[Source data]
────────────────────────────────────────
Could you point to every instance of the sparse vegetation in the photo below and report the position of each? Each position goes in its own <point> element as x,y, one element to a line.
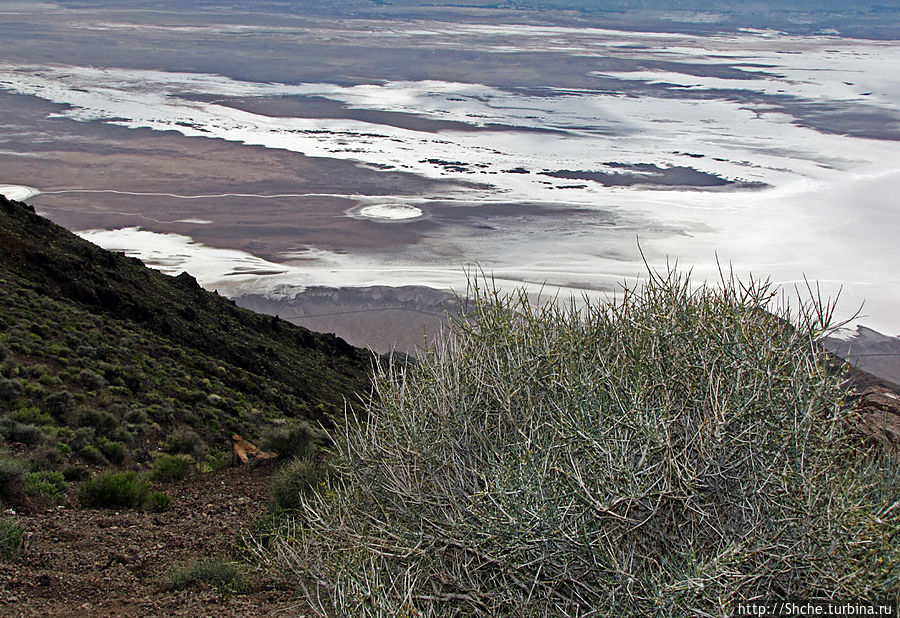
<point>157,502</point>
<point>293,438</point>
<point>46,484</point>
<point>295,479</point>
<point>668,454</point>
<point>12,479</point>
<point>111,489</point>
<point>12,540</point>
<point>172,468</point>
<point>217,572</point>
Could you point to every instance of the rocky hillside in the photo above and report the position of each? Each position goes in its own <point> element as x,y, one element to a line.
<point>105,360</point>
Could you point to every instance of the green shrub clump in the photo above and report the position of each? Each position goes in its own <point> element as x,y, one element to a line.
<point>669,453</point>
<point>295,479</point>
<point>294,438</point>
<point>172,468</point>
<point>185,441</point>
<point>157,502</point>
<point>216,572</point>
<point>48,484</point>
<point>111,489</point>
<point>12,479</point>
<point>12,540</point>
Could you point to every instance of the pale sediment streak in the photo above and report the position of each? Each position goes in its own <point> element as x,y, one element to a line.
<point>815,177</point>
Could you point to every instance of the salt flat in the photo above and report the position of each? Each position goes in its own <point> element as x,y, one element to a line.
<point>776,154</point>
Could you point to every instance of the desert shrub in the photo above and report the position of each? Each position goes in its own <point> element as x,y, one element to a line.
<point>10,389</point>
<point>184,441</point>
<point>92,455</point>
<point>91,381</point>
<point>12,539</point>
<point>215,461</point>
<point>157,502</point>
<point>110,489</point>
<point>59,404</point>
<point>75,473</point>
<point>12,478</point>
<point>48,484</point>
<point>665,454</point>
<point>82,436</point>
<point>31,415</point>
<point>137,416</point>
<point>172,468</point>
<point>100,421</point>
<point>216,572</point>
<point>46,457</point>
<point>294,438</point>
<point>113,451</point>
<point>26,433</point>
<point>295,479</point>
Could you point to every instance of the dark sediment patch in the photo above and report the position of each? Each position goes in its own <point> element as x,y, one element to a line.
<point>649,174</point>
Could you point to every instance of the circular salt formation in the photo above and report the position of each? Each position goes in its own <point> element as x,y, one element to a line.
<point>390,212</point>
<point>18,192</point>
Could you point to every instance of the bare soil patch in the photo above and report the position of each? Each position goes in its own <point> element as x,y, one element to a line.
<point>105,562</point>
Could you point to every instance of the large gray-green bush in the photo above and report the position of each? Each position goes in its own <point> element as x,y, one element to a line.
<point>671,453</point>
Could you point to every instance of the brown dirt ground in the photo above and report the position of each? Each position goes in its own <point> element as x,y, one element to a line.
────────────────────────────────────────
[What is being asked]
Your task is an exact printout of the records above, with no pictures.

[Output below]
Could you point to every instance of the sparse vegetation in the photo below and report the position of each? Each position goes in its own <point> element as x,y, one element to a line.
<point>157,502</point>
<point>293,438</point>
<point>46,484</point>
<point>295,479</point>
<point>668,454</point>
<point>12,479</point>
<point>111,489</point>
<point>12,540</point>
<point>172,468</point>
<point>217,572</point>
Could you point to every instance of the rocky hillside in the photo above and report the position of each? Each position goes in its own <point> element as x,y, one element to a line.
<point>105,360</point>
Could you point to every instance of the green shrub clump in the photo above and report the position of each? Each position goes in its own <point> element as x,y, one element to a line.
<point>669,453</point>
<point>295,479</point>
<point>294,438</point>
<point>172,468</point>
<point>185,441</point>
<point>157,502</point>
<point>216,572</point>
<point>48,484</point>
<point>111,489</point>
<point>12,479</point>
<point>12,540</point>
Could you point to every instance of the pale sediment streak in the photo above and report the position of each? Each position goes in its own <point> element as x,y, one element to a line.
<point>815,177</point>
Could you point to every instance of the salt flat in the photo above and report the position of each? Each position goes in its own <point> element as x,y, one element to a line.
<point>776,154</point>
Could you point to every instance of the desert shrub in the photo above and report the position of each? Each position goes in its own <point> element as x,y, one element to a line.
<point>10,389</point>
<point>184,441</point>
<point>92,455</point>
<point>91,381</point>
<point>12,539</point>
<point>215,461</point>
<point>157,502</point>
<point>110,489</point>
<point>59,404</point>
<point>75,473</point>
<point>12,478</point>
<point>48,484</point>
<point>665,454</point>
<point>82,436</point>
<point>31,415</point>
<point>137,416</point>
<point>172,468</point>
<point>100,421</point>
<point>216,572</point>
<point>46,457</point>
<point>294,438</point>
<point>113,451</point>
<point>26,433</point>
<point>295,479</point>
Could you point to every instance of the dark sediment patch in the photo above and report the position of each? Each position goes in its own <point> element as x,y, one element to a line.
<point>649,174</point>
Could you point to every instance of the circular salt formation in the photo above and report the position of each? Each position goes in its own <point> element as x,y, one element to a line.
<point>390,212</point>
<point>18,192</point>
Could you point to every instance of the bare soil patch in the photo above and report the position of each? Each position goes in its own <point> element as x,y, one element to a line.
<point>105,562</point>
Could you point to every instance of the large gray-green bush in the photo above and report the position of each? Each position goes in its own <point> element as x,y, one element to a line.
<point>671,453</point>
Could you point to every instance of the brown dirt ground in the photo above and report the position of each? Each position goes in its own <point> element as x,y, one element to a line.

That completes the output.